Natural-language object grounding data
================================

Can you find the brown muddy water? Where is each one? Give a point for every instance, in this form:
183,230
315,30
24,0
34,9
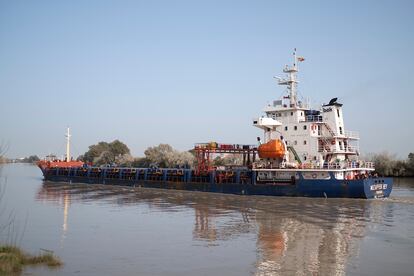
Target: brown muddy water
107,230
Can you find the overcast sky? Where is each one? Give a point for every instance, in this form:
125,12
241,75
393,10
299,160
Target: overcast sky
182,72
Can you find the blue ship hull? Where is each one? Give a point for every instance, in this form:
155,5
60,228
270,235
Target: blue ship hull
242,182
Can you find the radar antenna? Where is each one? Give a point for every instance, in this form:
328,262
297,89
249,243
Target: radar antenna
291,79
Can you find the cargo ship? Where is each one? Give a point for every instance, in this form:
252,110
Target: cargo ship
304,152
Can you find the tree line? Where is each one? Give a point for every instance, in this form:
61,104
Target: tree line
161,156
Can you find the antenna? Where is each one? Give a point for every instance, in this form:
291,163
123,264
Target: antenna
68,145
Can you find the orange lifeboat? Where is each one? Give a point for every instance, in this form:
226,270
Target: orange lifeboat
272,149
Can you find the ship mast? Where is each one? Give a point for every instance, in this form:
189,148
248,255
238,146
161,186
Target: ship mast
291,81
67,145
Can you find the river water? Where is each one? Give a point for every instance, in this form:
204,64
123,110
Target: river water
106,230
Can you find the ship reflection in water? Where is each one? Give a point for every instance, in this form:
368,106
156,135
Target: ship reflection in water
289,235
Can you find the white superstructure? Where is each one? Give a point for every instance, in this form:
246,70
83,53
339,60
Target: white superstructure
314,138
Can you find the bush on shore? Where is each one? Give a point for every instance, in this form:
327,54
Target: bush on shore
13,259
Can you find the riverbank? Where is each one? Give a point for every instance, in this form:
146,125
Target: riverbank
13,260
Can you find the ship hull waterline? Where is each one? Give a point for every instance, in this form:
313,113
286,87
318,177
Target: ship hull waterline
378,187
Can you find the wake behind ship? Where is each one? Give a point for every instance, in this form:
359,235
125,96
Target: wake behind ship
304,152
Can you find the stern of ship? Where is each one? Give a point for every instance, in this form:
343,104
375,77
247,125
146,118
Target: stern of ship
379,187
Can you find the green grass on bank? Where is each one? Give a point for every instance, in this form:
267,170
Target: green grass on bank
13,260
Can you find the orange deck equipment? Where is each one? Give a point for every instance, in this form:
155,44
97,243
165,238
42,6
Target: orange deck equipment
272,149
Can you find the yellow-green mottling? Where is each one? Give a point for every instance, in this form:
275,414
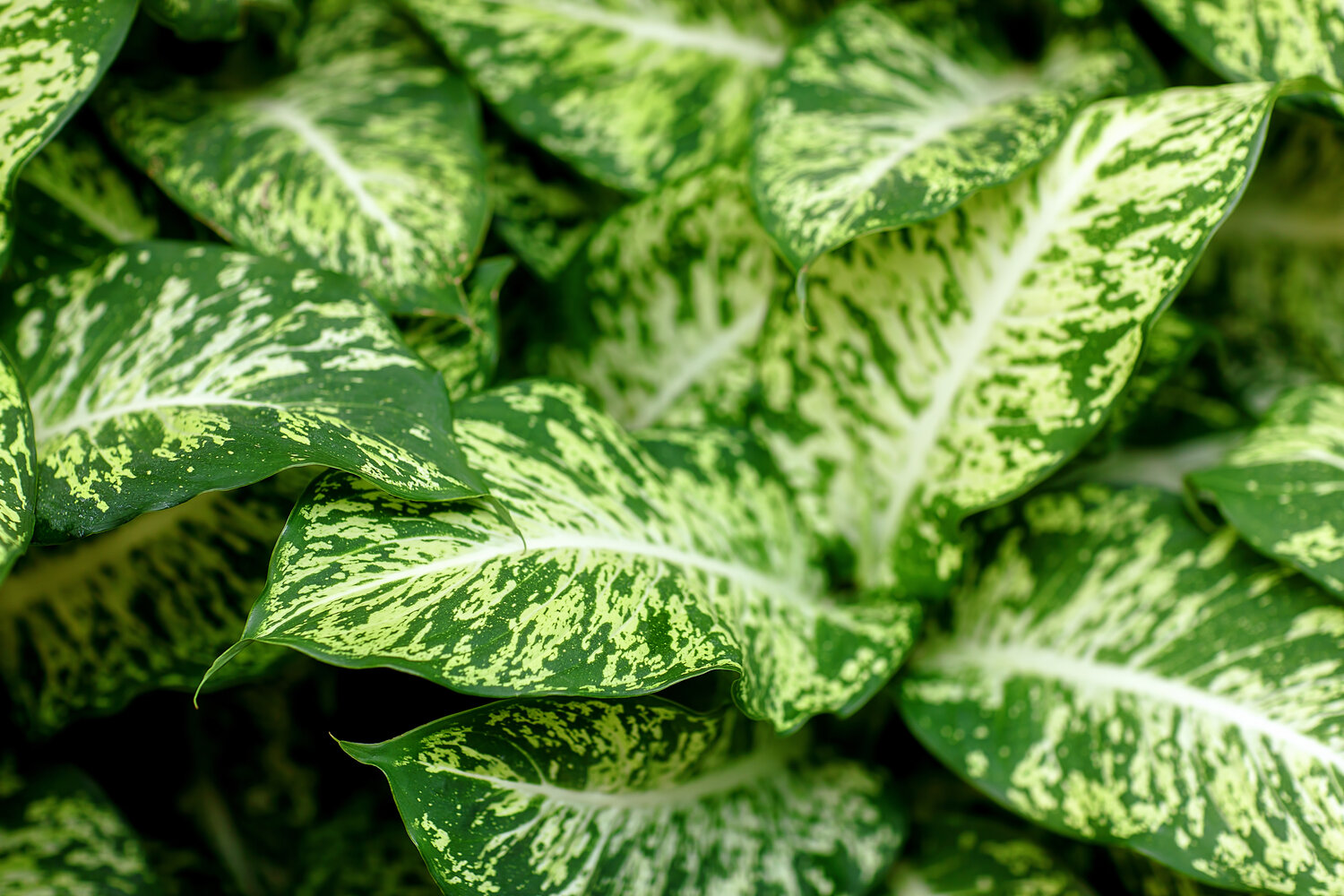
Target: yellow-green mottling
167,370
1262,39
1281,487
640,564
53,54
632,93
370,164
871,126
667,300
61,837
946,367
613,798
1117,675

================================

### Exercise directions
Only the text of the records above is to be reproduced, exactly as given; the pictures are dropped.

### Output for this task
Can you find the brown muddy water? Where is each one? Give a point for every instance, in this form:
183,230
315,30
24,0
34,9
Target: brown muddy water
107,230
Can you find the overcast sky? Where is each one? Give a point for every instance, in this form:
125,12
241,75
393,10
299,160
Target: overcast sky
182,72
Can you find the blue ship hull? Where is each one? Give a point for every instance, in this form:
155,5
60,228
270,235
Target: blue ship hull
242,182
Can you find the radar antenna? Where is each one? Give a point for every instance, in this form:
328,262
297,89
249,243
Target: radar antenna
291,79
Can you find the cargo ship? Where is each one? Give a point for every instance, in this form:
252,110
Target: cargo ship
304,152
Can you find the tree line? Where is each one? Give a point for every instance, in this form:
61,104
Target: tree line
161,156
Can you find the antenna? Where is each one? Give a point for every instance, in this form:
291,163
123,264
Target: antenna
68,145
Can you find the orange lifeboat? Where is each one? Give a point for every instance, in this form:
226,270
Target: orange lifeboat
272,149
Can you find the ship mast? Where is each one? Give a point for every instance, in this form:
189,148
248,255
238,146
161,186
Target: ship mast
291,81
67,145
Can you find the river water? Where is each one? Give a point for every instance, in this form:
204,64
123,110
Target: river water
106,230
Can you find the ship reflection in water? Where is each one? Give a point for every instance, in this form:
368,106
156,135
Target: ship reflection in water
289,235
Can you find the white superstructure? Where is each one? Give a point for every instance, in this form:
246,70
83,53
339,60
Target: white superstructure
314,138
Can you find the bush on shore? Where is each one? Give a point for every instance, in this form:
327,54
Target: bush on shore
13,259
Can you find the riverbank? Where is each one? Give a point for every instance, in this form:
146,125
Target: riverbank
13,260
Can you find the ship hull waterline? Where is each one? Give a point for every instance, in this form:
313,113
286,87
318,177
Target: ship hull waterline
378,187
Can you find the wake behind ship? Where is each one? Give a point for every instance, in this form:
359,235
125,96
Target: wake behind ship
304,152
Can you find the stern of ship? Where is each one? Give a point for every instance, in this form:
343,104
375,77
247,125
146,118
Target: stern of ship
379,187
Can you find the green grass on bank? Where is each one? Give a point for every instance, in this form:
267,170
Target: green grass on bank
13,260
Can you find the orange deck equipment? Where is each one? Give a point for every instance, in this form:
155,44
97,243
165,238
42,6
Target: orange deck equipment
272,149
Can you find the yellow-green mottling? Where is each one? Give a point for every instance, in this form:
275,414
Target: yellow-green mottling
167,370
1262,39
1281,487
640,564
53,54
632,93
370,164
871,126
667,300
61,837
946,367
613,798
1117,675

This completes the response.